**Work instruction:**
Return, exactly, the line that contains "Target: pottery workshop interior" together with all lines after it to the end of the entries, and no further lines.

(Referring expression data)
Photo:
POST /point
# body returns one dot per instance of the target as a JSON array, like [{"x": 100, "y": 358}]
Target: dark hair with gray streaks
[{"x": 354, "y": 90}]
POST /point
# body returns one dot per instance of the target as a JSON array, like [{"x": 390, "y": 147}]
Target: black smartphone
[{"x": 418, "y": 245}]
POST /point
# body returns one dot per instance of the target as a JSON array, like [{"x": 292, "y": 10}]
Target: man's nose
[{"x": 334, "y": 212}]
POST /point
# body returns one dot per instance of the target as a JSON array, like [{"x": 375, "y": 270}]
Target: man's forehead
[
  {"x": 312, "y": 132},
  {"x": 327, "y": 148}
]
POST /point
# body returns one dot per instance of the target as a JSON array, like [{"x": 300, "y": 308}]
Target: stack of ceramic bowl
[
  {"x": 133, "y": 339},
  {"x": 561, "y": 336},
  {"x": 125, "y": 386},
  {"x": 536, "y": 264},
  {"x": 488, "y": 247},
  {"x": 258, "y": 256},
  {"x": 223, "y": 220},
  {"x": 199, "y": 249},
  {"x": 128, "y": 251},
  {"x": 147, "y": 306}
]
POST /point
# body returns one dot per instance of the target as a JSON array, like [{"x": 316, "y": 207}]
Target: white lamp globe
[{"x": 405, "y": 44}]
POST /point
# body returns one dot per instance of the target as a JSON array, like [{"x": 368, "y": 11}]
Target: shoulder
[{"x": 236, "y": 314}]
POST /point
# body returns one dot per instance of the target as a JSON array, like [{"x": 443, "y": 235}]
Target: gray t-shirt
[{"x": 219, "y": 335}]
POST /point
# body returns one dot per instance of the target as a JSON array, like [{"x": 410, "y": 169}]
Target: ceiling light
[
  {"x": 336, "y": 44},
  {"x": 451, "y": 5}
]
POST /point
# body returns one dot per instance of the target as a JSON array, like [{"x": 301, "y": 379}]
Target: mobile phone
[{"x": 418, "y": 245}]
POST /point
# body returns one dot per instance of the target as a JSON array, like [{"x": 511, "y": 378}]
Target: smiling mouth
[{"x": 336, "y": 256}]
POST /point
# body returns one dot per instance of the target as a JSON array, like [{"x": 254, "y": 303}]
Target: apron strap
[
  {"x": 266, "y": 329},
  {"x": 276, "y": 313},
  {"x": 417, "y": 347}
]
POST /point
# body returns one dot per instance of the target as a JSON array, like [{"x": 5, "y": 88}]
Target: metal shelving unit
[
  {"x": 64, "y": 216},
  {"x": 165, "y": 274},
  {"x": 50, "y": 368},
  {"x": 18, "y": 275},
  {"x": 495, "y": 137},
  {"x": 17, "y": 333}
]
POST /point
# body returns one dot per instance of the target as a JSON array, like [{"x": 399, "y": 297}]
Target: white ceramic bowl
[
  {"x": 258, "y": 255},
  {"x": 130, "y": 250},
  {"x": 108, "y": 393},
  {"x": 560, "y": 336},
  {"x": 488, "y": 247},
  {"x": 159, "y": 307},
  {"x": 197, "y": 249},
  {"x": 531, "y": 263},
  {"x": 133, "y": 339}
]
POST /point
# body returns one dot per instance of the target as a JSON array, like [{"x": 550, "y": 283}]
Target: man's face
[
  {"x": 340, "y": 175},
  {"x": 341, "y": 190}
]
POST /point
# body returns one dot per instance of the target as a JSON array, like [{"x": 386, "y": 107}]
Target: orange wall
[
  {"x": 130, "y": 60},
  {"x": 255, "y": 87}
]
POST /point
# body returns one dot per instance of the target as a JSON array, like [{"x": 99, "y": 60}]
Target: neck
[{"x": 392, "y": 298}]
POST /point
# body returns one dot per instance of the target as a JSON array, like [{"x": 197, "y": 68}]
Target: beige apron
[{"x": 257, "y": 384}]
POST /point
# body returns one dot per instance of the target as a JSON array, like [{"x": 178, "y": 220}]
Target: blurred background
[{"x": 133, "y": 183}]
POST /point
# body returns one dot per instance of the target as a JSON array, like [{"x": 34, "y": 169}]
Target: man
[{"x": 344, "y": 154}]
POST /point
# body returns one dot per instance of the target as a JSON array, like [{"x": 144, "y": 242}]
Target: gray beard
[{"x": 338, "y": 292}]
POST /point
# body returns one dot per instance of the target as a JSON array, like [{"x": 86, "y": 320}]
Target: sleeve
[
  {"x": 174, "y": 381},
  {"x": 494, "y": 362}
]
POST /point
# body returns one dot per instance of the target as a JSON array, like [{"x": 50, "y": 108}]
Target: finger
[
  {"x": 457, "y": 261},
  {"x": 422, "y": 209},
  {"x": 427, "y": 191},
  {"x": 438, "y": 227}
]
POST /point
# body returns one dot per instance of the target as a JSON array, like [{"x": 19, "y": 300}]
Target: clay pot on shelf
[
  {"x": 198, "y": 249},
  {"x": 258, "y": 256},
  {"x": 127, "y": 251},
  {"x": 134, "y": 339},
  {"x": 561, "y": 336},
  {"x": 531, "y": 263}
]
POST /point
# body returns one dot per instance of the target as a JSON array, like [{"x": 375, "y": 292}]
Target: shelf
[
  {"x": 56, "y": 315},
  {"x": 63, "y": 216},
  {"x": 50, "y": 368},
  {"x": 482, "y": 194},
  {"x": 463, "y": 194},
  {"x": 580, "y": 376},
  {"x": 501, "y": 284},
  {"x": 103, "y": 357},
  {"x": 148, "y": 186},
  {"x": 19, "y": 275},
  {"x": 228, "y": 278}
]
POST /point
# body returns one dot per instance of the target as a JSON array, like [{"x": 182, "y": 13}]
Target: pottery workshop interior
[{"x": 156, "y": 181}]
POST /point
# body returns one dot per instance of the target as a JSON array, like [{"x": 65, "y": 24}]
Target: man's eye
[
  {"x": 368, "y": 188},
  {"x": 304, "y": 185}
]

**Solved problem:**
Target: pottery workshop interior
[{"x": 156, "y": 181}]
POST /point
# body returns one dot per instance of the target as a JSON array, like [{"x": 65, "y": 24}]
Target: man's eye
[
  {"x": 368, "y": 188},
  {"x": 304, "y": 185}
]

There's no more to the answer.